• [Task to complete] Copy everything from the line containing "target | toilet paper roll" down to the end of the material, swapping "toilet tank" for "toilet cistern" and changing nothing else.

• [Data records]
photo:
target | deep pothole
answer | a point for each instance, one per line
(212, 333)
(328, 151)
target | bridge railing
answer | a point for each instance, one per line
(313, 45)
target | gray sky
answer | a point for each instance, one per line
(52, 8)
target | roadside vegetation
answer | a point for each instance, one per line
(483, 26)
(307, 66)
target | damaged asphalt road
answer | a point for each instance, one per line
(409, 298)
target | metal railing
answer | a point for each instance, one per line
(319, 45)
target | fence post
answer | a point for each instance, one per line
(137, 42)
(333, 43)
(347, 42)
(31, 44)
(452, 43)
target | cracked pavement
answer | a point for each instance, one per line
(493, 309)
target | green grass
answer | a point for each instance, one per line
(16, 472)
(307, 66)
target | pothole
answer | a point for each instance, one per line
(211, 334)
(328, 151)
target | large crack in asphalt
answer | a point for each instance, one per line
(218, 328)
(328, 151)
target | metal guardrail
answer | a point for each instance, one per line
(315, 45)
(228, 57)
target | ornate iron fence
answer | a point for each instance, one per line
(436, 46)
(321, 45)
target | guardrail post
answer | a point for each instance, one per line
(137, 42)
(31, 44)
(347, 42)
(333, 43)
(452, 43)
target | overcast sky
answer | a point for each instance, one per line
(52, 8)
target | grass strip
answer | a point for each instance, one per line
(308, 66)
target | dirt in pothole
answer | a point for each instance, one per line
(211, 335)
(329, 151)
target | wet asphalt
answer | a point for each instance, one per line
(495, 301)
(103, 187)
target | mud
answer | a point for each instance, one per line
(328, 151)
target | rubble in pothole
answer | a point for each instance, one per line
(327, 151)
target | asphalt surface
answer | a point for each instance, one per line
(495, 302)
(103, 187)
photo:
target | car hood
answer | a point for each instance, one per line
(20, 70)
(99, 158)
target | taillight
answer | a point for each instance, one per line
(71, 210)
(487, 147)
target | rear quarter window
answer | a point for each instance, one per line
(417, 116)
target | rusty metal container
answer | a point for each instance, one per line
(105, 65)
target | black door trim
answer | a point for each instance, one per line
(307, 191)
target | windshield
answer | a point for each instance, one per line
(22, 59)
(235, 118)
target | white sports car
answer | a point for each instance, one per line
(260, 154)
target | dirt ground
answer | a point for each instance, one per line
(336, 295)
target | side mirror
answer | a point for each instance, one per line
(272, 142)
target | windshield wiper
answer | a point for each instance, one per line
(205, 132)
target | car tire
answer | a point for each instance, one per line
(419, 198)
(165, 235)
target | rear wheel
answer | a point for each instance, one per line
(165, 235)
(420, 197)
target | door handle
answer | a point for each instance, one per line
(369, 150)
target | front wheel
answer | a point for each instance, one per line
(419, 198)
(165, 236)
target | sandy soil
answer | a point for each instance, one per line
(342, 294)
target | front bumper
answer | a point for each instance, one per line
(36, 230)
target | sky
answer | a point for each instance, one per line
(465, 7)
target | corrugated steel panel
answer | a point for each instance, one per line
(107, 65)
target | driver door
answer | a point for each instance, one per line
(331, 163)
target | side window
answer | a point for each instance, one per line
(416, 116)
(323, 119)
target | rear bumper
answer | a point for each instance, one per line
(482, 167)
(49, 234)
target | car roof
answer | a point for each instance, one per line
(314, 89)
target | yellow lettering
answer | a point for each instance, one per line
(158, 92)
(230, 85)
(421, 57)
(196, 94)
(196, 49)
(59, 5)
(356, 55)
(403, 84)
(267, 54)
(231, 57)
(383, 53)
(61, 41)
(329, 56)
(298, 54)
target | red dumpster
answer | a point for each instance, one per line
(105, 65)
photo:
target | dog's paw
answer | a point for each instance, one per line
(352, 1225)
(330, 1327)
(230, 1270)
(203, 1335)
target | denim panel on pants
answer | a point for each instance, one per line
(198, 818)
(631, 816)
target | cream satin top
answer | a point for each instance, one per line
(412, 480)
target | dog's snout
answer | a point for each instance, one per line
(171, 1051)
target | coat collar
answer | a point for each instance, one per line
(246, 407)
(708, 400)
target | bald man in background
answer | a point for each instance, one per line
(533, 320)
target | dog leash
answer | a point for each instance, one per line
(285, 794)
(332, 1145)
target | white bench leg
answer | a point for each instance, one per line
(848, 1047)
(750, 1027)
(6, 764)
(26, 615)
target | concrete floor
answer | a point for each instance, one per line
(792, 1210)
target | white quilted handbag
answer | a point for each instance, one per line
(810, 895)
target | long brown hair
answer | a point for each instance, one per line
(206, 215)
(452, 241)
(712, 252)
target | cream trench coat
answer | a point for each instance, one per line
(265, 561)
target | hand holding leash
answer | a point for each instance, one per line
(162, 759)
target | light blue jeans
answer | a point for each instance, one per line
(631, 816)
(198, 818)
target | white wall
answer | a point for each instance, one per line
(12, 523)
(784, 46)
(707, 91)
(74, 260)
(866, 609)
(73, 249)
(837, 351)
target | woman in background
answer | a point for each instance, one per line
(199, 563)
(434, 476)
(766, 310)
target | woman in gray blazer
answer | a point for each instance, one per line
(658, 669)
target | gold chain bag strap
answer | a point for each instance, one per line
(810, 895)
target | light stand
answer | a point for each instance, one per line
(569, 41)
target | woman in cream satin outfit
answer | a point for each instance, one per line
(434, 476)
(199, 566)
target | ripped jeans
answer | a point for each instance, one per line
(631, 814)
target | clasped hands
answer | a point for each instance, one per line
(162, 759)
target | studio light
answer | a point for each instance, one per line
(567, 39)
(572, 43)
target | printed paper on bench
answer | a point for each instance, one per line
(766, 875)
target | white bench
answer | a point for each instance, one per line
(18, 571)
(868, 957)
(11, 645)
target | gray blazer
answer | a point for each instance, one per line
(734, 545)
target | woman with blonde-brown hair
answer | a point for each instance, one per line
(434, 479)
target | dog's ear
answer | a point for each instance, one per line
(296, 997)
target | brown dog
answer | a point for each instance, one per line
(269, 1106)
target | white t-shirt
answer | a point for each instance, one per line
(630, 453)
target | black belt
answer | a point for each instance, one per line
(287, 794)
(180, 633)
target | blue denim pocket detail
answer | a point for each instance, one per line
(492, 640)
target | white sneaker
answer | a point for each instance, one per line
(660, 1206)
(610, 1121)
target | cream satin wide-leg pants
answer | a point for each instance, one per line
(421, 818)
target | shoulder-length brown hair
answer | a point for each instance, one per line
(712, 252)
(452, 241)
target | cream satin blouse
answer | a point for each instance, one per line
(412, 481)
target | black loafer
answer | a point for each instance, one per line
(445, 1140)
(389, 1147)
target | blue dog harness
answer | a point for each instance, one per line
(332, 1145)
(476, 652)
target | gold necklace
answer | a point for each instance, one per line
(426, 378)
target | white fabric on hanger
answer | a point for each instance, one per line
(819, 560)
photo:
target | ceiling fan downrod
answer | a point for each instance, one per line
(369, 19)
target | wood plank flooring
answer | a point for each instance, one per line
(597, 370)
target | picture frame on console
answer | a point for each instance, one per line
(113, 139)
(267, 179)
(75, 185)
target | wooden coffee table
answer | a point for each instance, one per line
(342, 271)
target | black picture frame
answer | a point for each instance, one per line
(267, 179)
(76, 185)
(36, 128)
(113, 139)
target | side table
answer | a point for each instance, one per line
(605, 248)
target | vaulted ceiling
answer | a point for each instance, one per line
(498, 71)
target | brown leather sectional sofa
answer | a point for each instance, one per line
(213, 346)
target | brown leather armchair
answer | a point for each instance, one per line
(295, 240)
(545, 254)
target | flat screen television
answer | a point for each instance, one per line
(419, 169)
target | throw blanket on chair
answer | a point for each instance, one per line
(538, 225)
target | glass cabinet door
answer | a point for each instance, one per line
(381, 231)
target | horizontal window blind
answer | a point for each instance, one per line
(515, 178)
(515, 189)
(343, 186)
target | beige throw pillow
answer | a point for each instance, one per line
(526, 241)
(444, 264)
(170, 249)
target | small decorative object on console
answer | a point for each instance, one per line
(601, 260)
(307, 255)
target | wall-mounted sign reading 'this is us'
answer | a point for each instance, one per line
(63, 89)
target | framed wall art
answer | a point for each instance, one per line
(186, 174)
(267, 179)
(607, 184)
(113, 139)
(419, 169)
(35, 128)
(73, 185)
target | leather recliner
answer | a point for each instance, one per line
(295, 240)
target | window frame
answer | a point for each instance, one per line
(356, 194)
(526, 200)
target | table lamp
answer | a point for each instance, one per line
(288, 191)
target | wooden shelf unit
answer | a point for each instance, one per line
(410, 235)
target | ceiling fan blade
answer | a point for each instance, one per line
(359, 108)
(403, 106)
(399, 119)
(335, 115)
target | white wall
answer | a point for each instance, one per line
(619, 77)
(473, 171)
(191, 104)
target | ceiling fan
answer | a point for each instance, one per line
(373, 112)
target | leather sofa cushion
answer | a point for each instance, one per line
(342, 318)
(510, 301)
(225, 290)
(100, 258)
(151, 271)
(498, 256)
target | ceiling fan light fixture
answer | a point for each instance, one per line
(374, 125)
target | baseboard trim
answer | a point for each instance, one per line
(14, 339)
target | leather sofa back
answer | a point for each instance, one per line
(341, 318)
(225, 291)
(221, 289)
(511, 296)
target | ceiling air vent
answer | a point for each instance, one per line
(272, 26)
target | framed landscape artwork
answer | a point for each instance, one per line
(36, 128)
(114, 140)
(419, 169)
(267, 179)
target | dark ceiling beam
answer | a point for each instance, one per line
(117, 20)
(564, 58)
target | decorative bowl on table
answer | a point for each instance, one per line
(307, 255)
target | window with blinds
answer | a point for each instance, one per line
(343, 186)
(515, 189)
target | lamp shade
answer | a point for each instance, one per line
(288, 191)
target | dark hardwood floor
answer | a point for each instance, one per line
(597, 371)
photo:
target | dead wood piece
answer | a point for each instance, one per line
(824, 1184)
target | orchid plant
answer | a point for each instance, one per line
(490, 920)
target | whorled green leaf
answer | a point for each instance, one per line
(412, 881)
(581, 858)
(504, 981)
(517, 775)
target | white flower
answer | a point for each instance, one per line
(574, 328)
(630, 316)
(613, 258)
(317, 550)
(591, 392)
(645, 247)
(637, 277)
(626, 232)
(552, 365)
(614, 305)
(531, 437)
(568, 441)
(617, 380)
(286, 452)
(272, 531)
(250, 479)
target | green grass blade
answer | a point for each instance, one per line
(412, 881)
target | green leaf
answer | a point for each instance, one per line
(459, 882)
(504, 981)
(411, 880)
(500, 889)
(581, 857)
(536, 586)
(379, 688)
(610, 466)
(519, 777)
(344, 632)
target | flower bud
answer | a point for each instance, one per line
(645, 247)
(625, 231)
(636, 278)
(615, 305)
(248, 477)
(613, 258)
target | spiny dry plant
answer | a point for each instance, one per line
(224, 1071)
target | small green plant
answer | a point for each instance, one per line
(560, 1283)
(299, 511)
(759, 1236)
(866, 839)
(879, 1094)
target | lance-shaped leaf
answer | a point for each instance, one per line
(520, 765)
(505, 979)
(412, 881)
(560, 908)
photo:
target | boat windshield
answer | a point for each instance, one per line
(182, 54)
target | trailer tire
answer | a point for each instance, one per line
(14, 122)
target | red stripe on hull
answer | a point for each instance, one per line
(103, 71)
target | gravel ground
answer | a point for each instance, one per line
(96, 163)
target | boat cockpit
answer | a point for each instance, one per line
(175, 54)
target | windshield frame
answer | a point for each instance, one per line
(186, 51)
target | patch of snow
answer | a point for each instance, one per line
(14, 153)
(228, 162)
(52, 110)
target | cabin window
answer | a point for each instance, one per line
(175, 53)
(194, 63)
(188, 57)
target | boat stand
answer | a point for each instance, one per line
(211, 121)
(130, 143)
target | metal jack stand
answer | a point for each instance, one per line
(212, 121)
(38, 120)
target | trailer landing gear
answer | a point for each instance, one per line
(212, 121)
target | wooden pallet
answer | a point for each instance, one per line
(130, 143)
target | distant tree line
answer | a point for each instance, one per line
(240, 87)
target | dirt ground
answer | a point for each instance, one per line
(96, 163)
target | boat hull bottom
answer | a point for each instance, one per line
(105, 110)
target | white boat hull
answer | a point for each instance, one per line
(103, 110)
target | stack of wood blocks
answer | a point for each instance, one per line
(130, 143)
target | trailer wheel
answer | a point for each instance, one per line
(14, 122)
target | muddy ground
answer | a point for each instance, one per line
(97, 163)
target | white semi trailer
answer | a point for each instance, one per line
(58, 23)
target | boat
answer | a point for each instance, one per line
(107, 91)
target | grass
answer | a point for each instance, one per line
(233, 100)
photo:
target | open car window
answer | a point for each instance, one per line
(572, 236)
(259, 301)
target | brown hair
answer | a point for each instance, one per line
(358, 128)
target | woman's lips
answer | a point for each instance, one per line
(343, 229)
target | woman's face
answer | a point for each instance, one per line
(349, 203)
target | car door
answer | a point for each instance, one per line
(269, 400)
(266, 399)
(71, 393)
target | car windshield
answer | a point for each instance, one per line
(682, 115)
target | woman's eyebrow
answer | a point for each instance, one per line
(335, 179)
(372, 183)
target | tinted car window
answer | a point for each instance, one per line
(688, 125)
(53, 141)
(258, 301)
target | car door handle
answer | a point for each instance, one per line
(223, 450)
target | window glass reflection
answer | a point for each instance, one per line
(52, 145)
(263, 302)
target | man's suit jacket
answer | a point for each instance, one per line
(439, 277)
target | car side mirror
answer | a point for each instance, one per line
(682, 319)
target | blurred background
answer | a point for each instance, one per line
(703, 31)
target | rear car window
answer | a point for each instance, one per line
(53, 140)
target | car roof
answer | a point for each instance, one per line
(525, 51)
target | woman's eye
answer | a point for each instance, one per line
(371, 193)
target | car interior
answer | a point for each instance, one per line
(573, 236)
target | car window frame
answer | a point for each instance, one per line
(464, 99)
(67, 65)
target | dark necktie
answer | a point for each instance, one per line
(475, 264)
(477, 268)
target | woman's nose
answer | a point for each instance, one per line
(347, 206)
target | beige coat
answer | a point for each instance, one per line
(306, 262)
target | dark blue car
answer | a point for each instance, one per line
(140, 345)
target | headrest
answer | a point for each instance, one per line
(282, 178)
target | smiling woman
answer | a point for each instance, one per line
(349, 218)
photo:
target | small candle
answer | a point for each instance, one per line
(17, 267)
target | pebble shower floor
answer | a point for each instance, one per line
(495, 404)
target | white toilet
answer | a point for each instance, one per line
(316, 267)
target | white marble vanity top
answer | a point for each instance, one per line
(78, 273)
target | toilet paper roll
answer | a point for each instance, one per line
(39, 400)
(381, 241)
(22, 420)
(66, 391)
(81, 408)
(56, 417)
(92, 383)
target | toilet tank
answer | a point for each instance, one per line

• [Reply]
target | toilet paper roll
answer | a point for each instance, one per line
(39, 400)
(381, 241)
(22, 420)
(66, 391)
(81, 408)
(56, 417)
(92, 383)
target | toilet cistern
answer | a point for each instance, one per line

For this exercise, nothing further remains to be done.